→ **原文摘录**:
• • • •

Description
John has n tasks to do. Unfortunately, the tasks are not independent and the execution of one task is only possible if other tasks have already been executed
Input
The input will consist of several instances of the problem. Each instance begins with a line containing two integers, 1 <= n <= 100 and m. n is the number of tasks (numbered from 1 to n) and m is the number of direct precedence relations between tasks. After this, there will be m lines with two integers i and j, representing the fact that task i must be executed before task j. An instance with n = m = 0 will finish the input.
Output
For each instance, print a line with n integers representing the tasks in a possible order of execution.

• • • •

(带标注框的记录)
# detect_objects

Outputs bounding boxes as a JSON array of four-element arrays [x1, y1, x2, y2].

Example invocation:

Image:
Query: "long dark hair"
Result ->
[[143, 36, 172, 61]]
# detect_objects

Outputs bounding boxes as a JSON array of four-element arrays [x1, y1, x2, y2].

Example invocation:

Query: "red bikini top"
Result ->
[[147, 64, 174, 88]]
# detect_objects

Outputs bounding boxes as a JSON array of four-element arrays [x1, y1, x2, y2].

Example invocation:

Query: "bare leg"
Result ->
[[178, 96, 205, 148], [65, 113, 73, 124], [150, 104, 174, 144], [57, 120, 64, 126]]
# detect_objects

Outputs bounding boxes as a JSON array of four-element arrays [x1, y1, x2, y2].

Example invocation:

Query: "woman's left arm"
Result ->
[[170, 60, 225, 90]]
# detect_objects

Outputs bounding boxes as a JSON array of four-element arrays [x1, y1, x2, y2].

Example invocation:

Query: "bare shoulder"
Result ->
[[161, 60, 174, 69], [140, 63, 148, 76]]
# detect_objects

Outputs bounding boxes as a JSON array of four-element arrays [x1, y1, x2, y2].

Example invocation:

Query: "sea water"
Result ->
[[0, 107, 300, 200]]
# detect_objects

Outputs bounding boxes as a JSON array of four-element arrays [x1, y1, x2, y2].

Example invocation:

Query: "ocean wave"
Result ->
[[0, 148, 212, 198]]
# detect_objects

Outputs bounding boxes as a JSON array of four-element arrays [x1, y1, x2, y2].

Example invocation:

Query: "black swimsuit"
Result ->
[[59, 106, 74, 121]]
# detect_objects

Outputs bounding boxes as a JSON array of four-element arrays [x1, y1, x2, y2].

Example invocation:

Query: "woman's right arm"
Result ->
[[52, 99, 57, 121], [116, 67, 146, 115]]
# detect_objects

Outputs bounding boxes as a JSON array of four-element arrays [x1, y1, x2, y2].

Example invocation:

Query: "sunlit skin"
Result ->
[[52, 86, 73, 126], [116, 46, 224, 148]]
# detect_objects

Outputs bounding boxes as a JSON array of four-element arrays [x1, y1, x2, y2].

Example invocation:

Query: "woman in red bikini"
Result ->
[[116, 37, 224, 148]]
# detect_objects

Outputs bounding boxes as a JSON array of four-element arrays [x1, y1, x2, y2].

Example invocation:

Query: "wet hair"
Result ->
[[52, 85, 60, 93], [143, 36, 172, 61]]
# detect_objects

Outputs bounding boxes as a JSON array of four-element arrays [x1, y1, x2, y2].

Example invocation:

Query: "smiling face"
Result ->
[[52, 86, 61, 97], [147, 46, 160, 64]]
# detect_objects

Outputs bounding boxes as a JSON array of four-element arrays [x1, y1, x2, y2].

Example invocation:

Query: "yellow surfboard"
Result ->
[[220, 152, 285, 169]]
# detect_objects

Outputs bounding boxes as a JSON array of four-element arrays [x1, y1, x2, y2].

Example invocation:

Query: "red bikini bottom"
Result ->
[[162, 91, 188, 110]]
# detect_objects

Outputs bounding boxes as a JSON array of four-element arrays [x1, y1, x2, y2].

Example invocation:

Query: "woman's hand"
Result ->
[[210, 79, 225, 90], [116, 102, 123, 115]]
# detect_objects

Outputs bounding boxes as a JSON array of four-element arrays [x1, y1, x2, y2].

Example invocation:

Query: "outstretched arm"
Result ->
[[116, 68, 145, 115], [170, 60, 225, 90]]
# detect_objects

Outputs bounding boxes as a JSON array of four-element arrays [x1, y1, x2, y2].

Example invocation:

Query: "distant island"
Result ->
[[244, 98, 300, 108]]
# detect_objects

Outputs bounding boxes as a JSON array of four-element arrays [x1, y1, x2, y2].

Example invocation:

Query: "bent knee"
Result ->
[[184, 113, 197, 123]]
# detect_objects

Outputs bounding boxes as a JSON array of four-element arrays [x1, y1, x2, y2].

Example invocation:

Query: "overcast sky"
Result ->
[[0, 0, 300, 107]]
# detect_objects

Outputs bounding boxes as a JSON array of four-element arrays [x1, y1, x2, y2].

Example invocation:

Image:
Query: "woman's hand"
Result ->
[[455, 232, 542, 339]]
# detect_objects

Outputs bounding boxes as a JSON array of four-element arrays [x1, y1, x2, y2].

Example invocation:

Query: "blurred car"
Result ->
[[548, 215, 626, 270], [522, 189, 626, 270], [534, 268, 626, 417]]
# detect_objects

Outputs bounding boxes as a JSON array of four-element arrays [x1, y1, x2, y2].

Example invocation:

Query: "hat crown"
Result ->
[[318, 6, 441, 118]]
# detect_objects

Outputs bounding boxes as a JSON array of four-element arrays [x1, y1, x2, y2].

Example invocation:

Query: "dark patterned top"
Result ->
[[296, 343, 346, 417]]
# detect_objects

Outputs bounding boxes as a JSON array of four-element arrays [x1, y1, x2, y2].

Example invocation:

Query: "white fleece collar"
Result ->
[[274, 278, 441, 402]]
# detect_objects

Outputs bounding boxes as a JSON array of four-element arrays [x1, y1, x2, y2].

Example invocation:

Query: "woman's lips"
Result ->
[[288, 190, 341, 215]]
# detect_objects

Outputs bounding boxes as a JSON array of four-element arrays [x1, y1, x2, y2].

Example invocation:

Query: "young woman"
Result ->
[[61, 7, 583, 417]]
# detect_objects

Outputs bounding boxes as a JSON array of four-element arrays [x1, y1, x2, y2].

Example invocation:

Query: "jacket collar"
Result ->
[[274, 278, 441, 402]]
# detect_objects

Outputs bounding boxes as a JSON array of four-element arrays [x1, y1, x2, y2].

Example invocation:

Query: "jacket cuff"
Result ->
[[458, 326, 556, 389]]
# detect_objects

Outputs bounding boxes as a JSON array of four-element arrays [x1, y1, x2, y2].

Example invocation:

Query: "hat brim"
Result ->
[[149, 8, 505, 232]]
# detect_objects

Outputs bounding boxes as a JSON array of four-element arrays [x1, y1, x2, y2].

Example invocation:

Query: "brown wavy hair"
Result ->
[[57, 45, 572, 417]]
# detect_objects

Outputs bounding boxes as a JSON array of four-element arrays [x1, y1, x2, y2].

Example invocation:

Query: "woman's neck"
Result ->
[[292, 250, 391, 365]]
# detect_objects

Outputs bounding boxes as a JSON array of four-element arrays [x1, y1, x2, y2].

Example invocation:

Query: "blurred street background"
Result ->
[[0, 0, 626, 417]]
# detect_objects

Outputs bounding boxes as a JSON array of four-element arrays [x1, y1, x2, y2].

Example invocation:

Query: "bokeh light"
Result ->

• • • •

→ **任务目标 A**:
根据任务排序题面回答下列问题，每题一行：
(i) n 的取值范围是多少？
(ii) 每行中的两个整数 i 和 j 表示什么？
(iii) 哪种实例表示输入结束？
→ **任务目标 B**: 列出任务排序题面中用单个字母表示的全部量。
→ **任务目标 C**: 接着任务排序题面的最后一句续写下去。
这些记录在这里用不上。

→ **回答 A**:
(i) 1 <= n <= 100
(ii) 任务 i 必须在任务 j 之前执行。
(iii) n = m = 0 的实例。

→ **回答 B**: n、m、i、j

→ **回答 C**:
Sample Input
5 4
1 2
2 3
1 3
1 5
0 0
Sample Output
1 4 2 5 3
理解
拓扑排序的一个比较典型的题目.题目大意是:每一项任务都有一个编号,输入的两个编号表示只有做过前边的编号任务才能接着去做后边的编号任务,让我们输出做任务的顺序.
代码部分
#include<iostream>
#include<cstring>
using namespace std;
int map[101][101],inde[101];
void topu(int a[101][101],int d[101],int n)
{
int f=0;
for(int i=0;i<n;i++)
{
for(int j=1;j<=n;j++)
{
if(d[j]==0)
{
d[j]--;
if(f==1)
{cout<<" "<<j;}
if(f==0)
{
cout<<j;
f=1;
}
for(int k=1;k<=n;k++)
{
if(a[j][k]==1)
{
d[k]--;
}
}
}
}
}
}
int main()
{
int m,n;
while(cin>>m>>n)
{
if(m==0&&n==0)
return 0;
int a,b;
memset(map,0,sizeof(map));
memset(inde,0,sizeof(inde));
for(int i=1;i<=n;i++)
{
cin>>a>>b;
if(!map[a][b])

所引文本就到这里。